> _WRITTEN TASKS_
[1] In the car boot thread, translate this sentence into Spanish: "We always called it the union flag in the Army, on pain of getting slapped."
[2] Turn the car boot thread paragraph beginning "Actually found a few things worth buying" into a short bulleted list that keeps its main facts.
[3] Using the car boot thread, answer each question:
(a) How much did m6mal pay for the flag that had no packaging?
(b) According to Nigelnightmare, when is the flag called the Union Jack?
(c) On which trike does plantfit display an array of flags?

> _PAGE EXTRACT_
########

# Found me some stuff at car boot today



## m6mal (24 May 2018)

Actually found a few things worth buying at Holcot Car Boot today, one guy was selling 2 flags a quid (as he said folk usually buy 2 for their car) and i saw one with no packaging and he let me have it for 25p. So an extra flag on my pole sounds good.... i then saw a guy selling jubilee clips 3 large a quid or 4 small a quid so i bought these 45-60mm ones as they will be useful for my radio hobby or my trike as they will fit my boom to add accessories etc. The Allen Key set was what i went for and found them for a fiver and they are long and have a ball on the end to get to awkward bolts. So me thinks £6.25 well spent today. All this considering i never usually see anything i want at car boots most of the time


----------



## neil earley (24 May 2018)

nice bargains you had,good find love boot salesmyself


----------



## m6mal (24 May 2018)

neil earley said:


> nice bargains you had,good find love boot salesmyself



The england flag will do till i can find a union jack cheap at a car boot, but for 25p i couldn't say no


----------



## Nigelnightmare (27 May 2018)

m6mal said:


> The england flag will do till i can find a union jack cheap at a car boot, but for 25p i couldn't say no



My dear chap, it's called the union "flag" unless flown on a boat/ship whereupon it is then called the Union "Jack"(naval terminology).

Just don't fly it upside down as it's still classed as "treason".


----------



## classic33 (27 May 2018)

Nigelnightmare said:


> My dear chap, it's called the union "flag" unless flown on a boat/ship whereupon it is then called the Union "Jack"(naval terminology).
> *
> Just don't fly it upside down as it's still classed as "treason".*


Or a distress signal.


----------



## m6mal (27 May 2018)

I have never in 60 years heard it called the union flag, i have always known it as the union jack and have heard others do the same including the media, also i just put union flag in the search section on ebay and google and it came up with union jack.
Also the claim that the term Union Jack properly refers only to naval usage has been disputed, following historical investigations by the Flag Institute in 2013
https://www.flagmakers.co.uk/wp-content/uploads/Union-Jack-or-Union-Flag.pdf

I do know about the correct way up though


----------



## Drago (27 May 2018)

We always called it the union flag in the Army, on pain of getting slapped.


----------



## Gasman (29 May 2018)

Where I come from we call it 'The Butcher's Apron'.


----------



## m6mal (29 May 2018)

Gasman said:


> Where I come from we call it 'The Butcher's Apron'.



It is indeed known as "the butchers apron" by the countries we coloized in the 16/17/18th centuries some 57 countries, probably that is why we are Great Britain.........


----------



## plantfit (30 May 2018)

My array of flags on the Trice Q26, top,Ice reflective flagthen flag of St Gearge then Union flag and finally the Jolly Roger, all found on the roadside when out riding (on seperate occasions)



But I have now reverted back to just one flag ( A quarry safe flag)


----------



## MontyVeda (30 May 2018)

########

[Location identification entries]
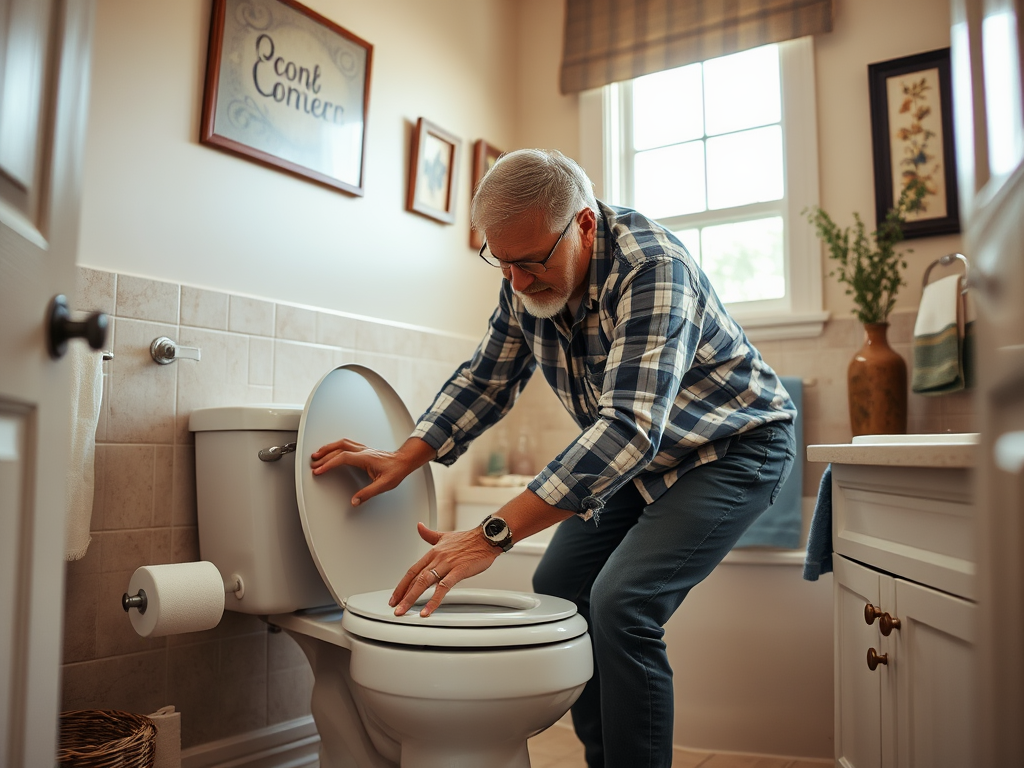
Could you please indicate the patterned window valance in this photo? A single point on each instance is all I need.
(607, 41)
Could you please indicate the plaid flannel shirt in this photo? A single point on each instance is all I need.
(652, 369)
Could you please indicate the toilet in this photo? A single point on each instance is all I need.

########

> _RESULTS FOR THE EXERCISE_
[1] En el Ejército siempre la llamábamos la bandera de la Unión, so pena de recibir una bofetada.

[2]
- Bought a few worthwhile items at Holcot Car Boot.
- Flag: the seller sold them at 2 for a quid, but let an unpackaged one go for 25p, to add to the flag pole.
- Jubilee clips: sold at 3 large or 4 small for a quid; bought the 45-60mm size for the radio hobby or for fitting accessories to the trike boom.
- Allen key set: long keys with ball ends for awkward bolts, bought for a fiver.
- Total spent: £6.25, considered money well spent, since the writer usually finds nothing wanted at car boots.

[3]
(a) 25p.
(b) When it is flown on a boat or ship.
(c) The Trice Q26.